*What you need to do*
Extract every line of the records that contains the string "green". Case counts.

[Records from a point labeling set]

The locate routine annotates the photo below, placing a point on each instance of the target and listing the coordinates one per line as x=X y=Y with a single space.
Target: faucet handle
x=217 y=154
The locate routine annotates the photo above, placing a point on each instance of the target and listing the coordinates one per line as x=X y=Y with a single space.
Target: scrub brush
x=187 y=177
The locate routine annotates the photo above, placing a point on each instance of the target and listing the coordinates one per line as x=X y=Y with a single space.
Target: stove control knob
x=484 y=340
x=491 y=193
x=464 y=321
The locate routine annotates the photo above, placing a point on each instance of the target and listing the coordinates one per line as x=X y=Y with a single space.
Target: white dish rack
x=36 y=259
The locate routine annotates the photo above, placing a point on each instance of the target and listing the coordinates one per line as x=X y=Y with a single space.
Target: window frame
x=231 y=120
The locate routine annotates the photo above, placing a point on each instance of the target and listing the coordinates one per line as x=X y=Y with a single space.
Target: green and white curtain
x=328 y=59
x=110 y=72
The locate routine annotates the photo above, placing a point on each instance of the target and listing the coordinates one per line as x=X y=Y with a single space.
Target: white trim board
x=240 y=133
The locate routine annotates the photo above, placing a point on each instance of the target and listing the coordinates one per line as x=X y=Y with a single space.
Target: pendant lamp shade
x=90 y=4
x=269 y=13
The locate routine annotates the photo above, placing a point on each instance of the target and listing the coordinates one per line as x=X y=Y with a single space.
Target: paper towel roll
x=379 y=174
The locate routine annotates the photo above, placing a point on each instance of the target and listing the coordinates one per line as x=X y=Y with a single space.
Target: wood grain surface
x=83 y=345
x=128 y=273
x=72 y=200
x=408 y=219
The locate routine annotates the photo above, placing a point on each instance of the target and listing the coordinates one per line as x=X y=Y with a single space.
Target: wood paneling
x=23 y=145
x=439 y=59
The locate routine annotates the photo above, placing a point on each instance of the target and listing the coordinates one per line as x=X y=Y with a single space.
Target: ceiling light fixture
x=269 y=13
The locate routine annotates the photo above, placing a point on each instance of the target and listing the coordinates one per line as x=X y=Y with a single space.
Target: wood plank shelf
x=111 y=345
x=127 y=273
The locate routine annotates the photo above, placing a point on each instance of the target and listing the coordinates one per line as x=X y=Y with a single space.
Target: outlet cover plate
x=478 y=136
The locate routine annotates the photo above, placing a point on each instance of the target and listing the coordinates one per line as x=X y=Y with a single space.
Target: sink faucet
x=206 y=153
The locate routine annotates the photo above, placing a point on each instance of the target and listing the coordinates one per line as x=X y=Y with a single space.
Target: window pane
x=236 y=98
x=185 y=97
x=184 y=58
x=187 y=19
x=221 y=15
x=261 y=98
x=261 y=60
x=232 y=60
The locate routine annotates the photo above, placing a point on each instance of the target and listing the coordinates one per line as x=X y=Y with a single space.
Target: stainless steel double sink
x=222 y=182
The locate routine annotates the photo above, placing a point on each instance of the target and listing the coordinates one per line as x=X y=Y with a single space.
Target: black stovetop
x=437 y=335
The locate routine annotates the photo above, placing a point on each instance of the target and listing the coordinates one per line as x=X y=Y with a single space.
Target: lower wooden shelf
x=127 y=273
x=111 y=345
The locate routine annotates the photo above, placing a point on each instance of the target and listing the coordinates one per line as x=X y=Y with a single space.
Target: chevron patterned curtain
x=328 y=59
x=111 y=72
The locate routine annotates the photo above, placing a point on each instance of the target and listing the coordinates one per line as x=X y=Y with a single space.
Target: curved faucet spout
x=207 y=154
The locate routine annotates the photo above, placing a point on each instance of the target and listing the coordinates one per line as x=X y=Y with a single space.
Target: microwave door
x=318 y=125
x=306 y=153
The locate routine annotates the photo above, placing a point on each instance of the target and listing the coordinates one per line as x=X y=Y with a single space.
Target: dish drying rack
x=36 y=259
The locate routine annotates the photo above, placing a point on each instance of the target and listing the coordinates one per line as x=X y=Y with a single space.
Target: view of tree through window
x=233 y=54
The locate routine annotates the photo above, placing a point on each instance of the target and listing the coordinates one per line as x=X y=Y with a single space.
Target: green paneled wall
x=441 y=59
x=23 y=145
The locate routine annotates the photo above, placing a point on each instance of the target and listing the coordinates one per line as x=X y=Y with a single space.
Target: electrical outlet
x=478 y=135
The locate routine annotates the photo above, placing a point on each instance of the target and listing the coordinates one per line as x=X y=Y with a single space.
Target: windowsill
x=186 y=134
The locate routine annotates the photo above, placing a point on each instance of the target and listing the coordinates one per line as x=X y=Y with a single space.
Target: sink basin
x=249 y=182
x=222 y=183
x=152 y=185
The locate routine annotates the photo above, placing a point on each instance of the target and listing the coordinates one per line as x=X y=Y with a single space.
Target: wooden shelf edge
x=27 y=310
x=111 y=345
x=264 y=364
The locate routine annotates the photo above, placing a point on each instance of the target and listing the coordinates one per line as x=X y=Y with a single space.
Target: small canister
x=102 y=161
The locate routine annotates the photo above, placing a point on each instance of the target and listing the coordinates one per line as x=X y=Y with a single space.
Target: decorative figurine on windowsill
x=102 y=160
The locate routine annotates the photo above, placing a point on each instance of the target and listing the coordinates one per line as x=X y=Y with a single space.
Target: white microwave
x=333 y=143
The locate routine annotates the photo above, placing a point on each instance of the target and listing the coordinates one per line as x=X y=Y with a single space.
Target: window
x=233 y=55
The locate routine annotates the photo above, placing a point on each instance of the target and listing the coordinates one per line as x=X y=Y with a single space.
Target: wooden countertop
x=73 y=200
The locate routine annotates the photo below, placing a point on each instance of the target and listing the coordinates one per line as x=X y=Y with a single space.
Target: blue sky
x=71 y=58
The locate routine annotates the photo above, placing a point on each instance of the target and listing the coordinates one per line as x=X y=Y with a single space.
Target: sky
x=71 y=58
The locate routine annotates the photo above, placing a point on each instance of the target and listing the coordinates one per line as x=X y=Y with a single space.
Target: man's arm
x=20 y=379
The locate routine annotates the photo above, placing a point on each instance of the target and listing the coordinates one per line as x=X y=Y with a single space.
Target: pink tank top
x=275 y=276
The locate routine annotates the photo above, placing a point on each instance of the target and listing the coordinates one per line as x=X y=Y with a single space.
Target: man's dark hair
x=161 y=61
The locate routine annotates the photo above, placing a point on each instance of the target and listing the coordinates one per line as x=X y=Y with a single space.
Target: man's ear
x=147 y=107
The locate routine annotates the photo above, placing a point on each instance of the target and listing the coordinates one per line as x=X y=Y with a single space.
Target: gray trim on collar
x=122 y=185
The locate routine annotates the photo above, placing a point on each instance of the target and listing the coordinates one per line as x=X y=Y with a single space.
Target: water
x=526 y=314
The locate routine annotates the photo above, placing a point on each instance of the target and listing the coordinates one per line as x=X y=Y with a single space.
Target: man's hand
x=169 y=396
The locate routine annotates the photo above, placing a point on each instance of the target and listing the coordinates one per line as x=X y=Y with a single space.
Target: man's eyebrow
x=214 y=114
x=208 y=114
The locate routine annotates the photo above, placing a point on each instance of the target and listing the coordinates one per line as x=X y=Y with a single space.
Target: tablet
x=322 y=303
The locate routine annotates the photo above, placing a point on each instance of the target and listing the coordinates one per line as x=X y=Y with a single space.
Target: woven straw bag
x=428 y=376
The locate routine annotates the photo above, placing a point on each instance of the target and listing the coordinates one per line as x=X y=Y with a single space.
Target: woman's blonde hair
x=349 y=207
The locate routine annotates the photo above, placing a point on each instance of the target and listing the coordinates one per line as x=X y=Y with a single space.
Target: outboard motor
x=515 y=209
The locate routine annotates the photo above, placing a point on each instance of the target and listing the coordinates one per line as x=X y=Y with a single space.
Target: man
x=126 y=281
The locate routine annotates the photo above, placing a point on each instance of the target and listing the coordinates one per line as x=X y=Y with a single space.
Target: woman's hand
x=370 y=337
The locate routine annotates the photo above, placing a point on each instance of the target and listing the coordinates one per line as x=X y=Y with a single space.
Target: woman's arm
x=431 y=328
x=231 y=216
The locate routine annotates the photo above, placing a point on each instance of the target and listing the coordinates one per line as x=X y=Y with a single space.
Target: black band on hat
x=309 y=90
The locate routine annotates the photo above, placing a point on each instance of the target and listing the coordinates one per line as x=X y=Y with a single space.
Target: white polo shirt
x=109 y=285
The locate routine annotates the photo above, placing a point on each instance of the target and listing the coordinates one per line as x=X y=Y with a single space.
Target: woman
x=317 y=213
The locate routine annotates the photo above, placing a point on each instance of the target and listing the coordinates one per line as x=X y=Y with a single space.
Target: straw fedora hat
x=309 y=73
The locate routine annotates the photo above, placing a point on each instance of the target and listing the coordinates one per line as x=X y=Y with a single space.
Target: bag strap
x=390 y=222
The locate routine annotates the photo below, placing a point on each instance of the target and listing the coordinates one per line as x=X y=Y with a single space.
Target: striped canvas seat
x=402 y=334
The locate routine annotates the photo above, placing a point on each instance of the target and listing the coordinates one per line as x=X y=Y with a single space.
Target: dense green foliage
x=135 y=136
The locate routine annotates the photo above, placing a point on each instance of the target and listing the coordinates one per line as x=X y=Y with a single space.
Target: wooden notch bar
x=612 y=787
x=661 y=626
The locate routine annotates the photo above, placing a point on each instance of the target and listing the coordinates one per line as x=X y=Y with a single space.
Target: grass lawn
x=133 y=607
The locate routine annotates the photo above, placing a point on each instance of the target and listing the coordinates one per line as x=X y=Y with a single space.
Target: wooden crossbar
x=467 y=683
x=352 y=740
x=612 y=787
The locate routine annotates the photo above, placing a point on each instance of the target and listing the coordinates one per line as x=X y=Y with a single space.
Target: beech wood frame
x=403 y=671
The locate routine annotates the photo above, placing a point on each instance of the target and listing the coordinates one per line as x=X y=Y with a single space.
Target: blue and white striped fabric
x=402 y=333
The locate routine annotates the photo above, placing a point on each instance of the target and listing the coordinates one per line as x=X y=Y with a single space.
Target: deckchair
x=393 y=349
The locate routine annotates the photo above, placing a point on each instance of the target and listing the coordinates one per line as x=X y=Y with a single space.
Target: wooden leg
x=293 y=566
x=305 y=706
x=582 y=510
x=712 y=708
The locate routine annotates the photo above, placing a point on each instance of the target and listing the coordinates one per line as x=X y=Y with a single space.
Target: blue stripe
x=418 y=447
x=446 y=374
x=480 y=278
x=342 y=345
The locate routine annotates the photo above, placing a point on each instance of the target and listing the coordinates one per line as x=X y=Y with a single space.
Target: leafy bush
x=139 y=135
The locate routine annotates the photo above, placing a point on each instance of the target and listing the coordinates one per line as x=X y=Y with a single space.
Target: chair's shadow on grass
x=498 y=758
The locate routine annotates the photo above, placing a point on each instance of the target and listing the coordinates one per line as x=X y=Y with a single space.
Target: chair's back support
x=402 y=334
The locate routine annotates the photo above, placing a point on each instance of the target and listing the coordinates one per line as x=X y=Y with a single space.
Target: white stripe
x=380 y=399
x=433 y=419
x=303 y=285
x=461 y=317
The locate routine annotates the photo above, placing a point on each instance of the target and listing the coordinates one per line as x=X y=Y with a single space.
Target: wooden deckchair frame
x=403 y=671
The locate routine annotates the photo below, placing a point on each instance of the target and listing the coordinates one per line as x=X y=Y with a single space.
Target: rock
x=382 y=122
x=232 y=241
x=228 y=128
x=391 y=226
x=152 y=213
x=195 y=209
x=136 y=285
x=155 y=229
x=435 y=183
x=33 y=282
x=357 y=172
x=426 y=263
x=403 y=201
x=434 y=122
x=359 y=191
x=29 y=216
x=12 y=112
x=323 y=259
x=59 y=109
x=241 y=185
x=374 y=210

*Exercise output*
Target: green and white curtain
Target: green paneled wall
Target: dense green foliage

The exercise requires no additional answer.